◆ **Page text**:
More specifically, the Pokémon fashion. That’s right: Pokémon, the Japanese video game and trading card empire with its own anime about capturing adorable little creatures with colorful “Poke balls,” is celebrating its 20th anniversary. Today, in fact, is Pokémon Day.
But Pokémon, once the sole delight of young Japanese fans and Western otaku, is in expansion mode, targeting luxury brand shelves with crossover franchising in its sights. And onetime Hollywood wunderkind turned wild child turned film producer Barrymore, 41, is its new brand ambassador.
“I like the fact that I’ve been around forever and Pokémon has been around forever,” she laughed, explaining how such an inspired branding union came to be. “I think what they’re doing with fashion is very current with what Moschino and Opening Ceremony and Rodarte are doing. There’s a playfulness that we’re now allowed to have in fashion again, for the first time in years. It’s been very serious because it’s been very critical, and that bummed me out!”
“As someone who has played on the red carpet my whole life, and the runway and whatever it is—let’s get back to fun and expressiveness,” she added. “I think that bloggers and magazines have had a lot to do with that. But we’re just living in an era, or a moment, that’s a little bit more back to fun. So I like that Pokémon is like, ‘We’re going into fashion!’”

◆ **Stated problem 1**: Count the lines in the rows that contain the string "conical", treating uppercase and lowercase as different, and give only the number.
The text and the rows are separate, unrelated material.

◆ **Data for the task**:
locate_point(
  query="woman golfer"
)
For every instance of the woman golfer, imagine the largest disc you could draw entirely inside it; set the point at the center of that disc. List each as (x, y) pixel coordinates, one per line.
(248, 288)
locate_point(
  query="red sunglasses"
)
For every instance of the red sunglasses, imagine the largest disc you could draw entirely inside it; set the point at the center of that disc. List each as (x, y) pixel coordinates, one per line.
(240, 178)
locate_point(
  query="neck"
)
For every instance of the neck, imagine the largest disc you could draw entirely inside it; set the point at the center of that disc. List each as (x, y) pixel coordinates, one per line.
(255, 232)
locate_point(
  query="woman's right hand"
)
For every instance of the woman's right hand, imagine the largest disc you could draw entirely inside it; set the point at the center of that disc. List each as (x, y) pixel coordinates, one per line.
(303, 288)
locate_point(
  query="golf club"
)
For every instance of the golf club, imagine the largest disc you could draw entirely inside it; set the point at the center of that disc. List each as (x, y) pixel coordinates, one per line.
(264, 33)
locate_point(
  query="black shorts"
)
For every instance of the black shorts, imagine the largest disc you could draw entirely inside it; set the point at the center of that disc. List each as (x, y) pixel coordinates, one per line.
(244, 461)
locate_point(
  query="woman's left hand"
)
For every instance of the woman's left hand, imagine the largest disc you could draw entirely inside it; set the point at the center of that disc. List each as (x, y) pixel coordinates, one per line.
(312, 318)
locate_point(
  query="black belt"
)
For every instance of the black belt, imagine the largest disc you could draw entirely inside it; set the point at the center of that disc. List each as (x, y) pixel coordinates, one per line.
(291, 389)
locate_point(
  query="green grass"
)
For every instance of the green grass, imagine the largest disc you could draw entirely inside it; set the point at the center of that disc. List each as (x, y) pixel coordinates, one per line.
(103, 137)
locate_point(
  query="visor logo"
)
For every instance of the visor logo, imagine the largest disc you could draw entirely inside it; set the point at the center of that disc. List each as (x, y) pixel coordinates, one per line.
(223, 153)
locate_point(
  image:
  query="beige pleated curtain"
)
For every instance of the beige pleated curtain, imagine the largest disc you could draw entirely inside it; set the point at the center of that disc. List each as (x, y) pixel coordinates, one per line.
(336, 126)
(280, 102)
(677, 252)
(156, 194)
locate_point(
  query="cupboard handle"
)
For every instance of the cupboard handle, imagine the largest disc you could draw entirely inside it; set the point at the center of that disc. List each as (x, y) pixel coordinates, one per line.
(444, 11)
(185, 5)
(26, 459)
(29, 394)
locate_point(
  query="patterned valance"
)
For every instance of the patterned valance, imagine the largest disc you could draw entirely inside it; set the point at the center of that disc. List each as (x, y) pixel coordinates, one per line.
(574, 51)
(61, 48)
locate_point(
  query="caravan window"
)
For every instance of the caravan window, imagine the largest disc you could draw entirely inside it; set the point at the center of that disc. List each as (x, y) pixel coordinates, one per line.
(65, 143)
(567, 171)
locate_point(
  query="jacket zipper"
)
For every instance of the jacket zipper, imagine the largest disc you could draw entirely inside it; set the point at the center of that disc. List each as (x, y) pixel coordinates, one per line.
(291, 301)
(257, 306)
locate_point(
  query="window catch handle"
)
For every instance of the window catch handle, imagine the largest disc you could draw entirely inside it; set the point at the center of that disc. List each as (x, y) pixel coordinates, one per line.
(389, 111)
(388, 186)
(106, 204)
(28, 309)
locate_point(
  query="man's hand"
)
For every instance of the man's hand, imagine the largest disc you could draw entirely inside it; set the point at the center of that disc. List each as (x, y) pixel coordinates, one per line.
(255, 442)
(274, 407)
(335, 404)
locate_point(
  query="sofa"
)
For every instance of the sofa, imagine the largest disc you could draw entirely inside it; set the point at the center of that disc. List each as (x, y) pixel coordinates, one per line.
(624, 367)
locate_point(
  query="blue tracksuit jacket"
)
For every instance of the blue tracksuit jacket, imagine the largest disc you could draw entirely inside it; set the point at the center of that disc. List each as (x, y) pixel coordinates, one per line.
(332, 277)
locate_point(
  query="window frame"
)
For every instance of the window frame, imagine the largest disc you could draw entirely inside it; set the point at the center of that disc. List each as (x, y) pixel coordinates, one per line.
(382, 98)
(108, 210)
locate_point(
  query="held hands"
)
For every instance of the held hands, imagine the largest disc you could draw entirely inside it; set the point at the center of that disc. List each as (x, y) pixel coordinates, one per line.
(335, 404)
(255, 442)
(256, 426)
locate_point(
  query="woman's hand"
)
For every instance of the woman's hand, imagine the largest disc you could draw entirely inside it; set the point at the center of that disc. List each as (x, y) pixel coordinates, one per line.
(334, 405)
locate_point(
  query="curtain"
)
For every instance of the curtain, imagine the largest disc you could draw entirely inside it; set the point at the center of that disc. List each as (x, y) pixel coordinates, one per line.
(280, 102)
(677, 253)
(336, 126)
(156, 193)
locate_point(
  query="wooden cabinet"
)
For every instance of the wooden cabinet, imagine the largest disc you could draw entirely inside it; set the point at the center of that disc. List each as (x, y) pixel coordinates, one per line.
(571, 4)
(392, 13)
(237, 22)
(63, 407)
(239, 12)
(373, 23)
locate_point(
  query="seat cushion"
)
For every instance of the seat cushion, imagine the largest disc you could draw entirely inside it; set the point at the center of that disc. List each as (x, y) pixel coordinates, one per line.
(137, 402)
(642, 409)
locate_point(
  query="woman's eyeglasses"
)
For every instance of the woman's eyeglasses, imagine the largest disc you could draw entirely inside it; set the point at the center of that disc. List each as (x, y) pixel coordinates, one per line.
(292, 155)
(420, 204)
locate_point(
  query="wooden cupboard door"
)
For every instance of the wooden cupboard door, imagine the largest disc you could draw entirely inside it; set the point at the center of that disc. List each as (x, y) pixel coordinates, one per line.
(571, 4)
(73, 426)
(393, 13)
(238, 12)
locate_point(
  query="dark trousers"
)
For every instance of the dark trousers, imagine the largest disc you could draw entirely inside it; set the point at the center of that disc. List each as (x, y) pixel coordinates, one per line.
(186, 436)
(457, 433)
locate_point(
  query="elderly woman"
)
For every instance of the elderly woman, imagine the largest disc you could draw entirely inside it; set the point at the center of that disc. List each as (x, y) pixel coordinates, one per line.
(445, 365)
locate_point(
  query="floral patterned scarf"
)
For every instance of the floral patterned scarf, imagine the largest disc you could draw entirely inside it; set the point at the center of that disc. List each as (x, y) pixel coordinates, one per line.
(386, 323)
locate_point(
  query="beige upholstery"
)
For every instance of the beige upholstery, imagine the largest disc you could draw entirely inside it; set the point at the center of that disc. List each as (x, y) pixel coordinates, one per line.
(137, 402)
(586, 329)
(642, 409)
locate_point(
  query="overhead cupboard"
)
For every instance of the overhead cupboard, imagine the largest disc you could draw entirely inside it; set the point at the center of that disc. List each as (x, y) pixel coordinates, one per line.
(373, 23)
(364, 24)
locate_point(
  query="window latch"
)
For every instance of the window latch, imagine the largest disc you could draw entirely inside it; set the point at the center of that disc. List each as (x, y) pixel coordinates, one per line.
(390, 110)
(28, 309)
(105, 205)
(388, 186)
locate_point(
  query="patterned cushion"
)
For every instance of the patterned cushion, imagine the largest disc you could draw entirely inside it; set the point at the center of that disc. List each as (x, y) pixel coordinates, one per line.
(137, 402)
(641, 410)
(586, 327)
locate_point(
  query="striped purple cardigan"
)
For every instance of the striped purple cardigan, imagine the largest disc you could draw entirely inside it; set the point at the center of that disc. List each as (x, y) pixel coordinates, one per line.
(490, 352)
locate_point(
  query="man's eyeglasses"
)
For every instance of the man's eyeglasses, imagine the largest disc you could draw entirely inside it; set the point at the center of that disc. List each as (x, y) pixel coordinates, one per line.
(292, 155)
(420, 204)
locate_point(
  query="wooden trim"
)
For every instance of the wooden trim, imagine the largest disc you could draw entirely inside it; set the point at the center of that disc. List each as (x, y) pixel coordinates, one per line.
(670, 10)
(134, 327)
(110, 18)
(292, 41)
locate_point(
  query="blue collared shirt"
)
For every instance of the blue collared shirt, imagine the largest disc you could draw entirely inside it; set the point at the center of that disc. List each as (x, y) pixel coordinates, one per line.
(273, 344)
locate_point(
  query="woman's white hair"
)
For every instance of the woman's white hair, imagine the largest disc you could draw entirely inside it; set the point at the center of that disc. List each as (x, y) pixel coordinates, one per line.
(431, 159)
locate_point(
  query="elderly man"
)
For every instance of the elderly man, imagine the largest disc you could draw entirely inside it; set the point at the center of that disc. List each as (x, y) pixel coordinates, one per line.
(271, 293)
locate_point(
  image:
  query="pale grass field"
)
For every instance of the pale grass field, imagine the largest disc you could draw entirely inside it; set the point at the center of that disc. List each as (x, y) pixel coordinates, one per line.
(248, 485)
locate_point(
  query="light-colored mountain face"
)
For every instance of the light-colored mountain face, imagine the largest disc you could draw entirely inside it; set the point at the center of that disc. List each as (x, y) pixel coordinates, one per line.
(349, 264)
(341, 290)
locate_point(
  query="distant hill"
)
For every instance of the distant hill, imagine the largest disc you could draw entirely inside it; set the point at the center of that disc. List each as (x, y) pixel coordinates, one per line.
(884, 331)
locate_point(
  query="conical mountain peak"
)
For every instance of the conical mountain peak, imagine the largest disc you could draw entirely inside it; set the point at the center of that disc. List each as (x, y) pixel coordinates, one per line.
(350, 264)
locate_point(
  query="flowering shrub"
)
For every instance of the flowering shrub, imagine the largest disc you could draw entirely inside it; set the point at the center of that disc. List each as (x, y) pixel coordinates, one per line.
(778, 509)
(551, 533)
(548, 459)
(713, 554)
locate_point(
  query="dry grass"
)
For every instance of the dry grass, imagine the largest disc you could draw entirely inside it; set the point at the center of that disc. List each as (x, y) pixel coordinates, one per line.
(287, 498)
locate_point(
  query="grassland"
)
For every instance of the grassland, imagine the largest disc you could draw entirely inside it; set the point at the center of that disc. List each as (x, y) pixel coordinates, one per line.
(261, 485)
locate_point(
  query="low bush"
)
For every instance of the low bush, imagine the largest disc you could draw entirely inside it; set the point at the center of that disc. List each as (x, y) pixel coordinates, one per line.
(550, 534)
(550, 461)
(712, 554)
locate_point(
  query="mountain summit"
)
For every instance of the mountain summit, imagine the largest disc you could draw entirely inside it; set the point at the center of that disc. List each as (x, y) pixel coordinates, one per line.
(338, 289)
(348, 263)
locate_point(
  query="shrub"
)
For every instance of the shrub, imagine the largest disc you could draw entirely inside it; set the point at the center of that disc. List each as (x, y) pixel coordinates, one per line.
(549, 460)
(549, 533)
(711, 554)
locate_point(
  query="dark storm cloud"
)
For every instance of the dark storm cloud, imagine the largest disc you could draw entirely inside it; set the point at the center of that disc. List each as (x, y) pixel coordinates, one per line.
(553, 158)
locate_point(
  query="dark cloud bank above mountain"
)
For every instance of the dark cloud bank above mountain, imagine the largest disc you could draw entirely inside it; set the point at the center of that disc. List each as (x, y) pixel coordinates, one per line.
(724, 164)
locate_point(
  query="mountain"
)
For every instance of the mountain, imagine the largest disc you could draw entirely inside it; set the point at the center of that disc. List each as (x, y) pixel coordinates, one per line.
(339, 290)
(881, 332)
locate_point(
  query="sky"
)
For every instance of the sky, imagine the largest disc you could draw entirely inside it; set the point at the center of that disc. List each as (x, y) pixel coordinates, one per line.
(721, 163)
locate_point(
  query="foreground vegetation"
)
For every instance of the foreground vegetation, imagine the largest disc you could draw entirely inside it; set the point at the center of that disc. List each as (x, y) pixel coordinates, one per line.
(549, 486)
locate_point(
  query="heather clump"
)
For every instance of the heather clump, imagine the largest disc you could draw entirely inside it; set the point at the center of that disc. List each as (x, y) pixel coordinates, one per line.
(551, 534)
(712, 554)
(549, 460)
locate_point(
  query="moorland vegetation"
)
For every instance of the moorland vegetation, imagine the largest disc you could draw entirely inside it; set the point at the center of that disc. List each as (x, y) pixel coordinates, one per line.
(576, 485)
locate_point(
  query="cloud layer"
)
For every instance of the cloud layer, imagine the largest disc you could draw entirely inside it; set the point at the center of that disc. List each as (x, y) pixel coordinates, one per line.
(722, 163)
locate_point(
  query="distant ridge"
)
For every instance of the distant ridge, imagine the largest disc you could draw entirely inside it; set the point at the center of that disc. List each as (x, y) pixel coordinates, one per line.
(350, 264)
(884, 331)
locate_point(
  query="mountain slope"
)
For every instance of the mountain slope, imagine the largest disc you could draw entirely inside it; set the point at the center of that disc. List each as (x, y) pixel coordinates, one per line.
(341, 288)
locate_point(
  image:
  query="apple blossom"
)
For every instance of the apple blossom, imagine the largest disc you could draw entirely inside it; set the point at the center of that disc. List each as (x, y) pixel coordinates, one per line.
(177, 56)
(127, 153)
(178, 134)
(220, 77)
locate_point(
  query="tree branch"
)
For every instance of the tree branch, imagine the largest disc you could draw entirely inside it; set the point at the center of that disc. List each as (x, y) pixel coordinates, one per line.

◆ **Stated problem 2**:
Using the Pokémon fashion text, answer each of the following:
(a) Which anniversary is Pokémon celebrating?
(b) What role does Barrymore hold for Pokémon?
(c) To whom does Barrymore give credit for the return to fun in fashion?

◆ **Complete output 1**: 2

◆ **Complete output 2**:
(a) Its 20th anniversary.
(b) She is its new brand ambassador.
(c) Bloggers and magazines.